RE: request for comment: Critical Assessment of Mutant Prediction (hypothetical challenge)
It is a good idea, though you\'ll have to be careful to avoid genes for which deletion expression data is already available. We expect to be generating some related data soon that I expect we'll provide as a test set for DREAM3. This will probably take the form of expression data from three strains deleted in a single transcription factor. The challenge would be to predict the effect of double (or perhaps triple) deletions of these genes.
RE: request for comment: Critical Assessment of Mutant Prediction (hypothetical challenge)
Arlin and Harold, this is a really nice idea! I am looking forward seeing this pilot project turn into a competition like the DREAM. There are already approaches that make explicitly use of network models to infer identities of perturbations (e.g. Chemogenomic profiling on a genome-wide scale using reverse-engineered gene networks Diego di Bernardo, et al. (2005) Nature Biotechnology; 23, 377 – 383) and this CAMP would thus be a nice extension from the DREAM competition: inferring networks is one thing, being able to predict something with them is another. This could be nicely tested in the CAMP. How can we make this work? I don't know....make some training data available (to formulate a network model) and then the knock out data to see how well the network models predict them. Or let the teams find the data themselves to build a model to use in the predictions. Again, nice project, I hope you get a lot of feedback and get it going soon!
What should we predict?
(1) I agree with Pablo Verdes that the primary goal of reverse engineering is identifying the system, and not predicting data. From a black-box model that only predicts data we cannot learn much about the functioning of a biological system. Furthermore, not all reverse engineering methods construct a predictive model for the data. (2) It has been argued that since a large class of networks may be consistent with the data, reverse engineering methods should not be compared on a single network prediction. I agree, but I believe that the current format (a ranked list of link predictions) is a very good one, precisely for this reason. This list is *not* a network, and in a sense it is even wrong to interpret it as a network. Instead, the list gives for every link the estimated confidence level (e.g., the posterior probability given the data and the prior knowledge) that it is present in the gold standard network. For example, we obtained this list by combining the information contained within an ensemble of different networks that fit the data well. (3) Methods should be compared on several gold standard networks to compare their performance (at least for the in silico benchmarks, where many gold standards can easily be generated).
RE: What should we predict?
Hello all. I would like to share some ideas on "what should we predict?", and get your feedback. We (my colleague Harold Smith and I) imagine a Critical Assessment of Mutant Prediction (CAMP) experiment in which prediction teams would use systems-biology models to infer the identify of unknown mutations, by using experimental data on the effects of mutations (ideally, phenotypic data at a variety of levels). To get this project started, we are planning a feasibility project based on microarray characterization of yeast knockouts. An experimental team would characterize gene expression patterns in a set of yeast knockout mutants, then community prediction teams would be challenged to infer the identities of the knockouts. The CAMP idea (in general) and the pilot project are described in a brief presentation, which I hope you will read: http://www.molevol.org/camel/projects/CAMP/camp_pilot_rfc.pdf Let us know what you think. How should we design the pilot project so that its neither too easy nor too hard? Please email us or (better) keep the discussion here on the DREAM web site (we asked the DREAM organizers and they encouraged us to do so).

• [Listed records]
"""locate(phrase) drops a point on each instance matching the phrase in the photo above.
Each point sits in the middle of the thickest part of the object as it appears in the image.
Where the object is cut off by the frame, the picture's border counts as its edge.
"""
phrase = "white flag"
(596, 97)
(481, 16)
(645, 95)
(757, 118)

• [Aim of the exercise] According to the forum thread on mutant prediction, what form will the related test data for DREAM3 probably take?

• [Answer to this task] It will probably take the form of expression data from three strains deleted in a single transcription factor.